[Extracted data entries]

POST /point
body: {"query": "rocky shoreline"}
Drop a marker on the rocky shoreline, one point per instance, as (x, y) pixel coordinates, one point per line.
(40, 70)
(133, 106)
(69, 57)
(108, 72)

What you need to do: Render the items above as a two-column CSV with the headers instruction and response. Give one row per item, and put each item's text and its answer in separate quoted fields with every line break replaced by a space.

Exercise result:
instruction,response
"POST /point body: {""query"": ""rocky shoreline""} Drop a marker on the rocky shoreline, one point per instance, as (x, y) pixel coordinates, one point per line.","(40, 70) (133, 106) (69, 57) (108, 72)"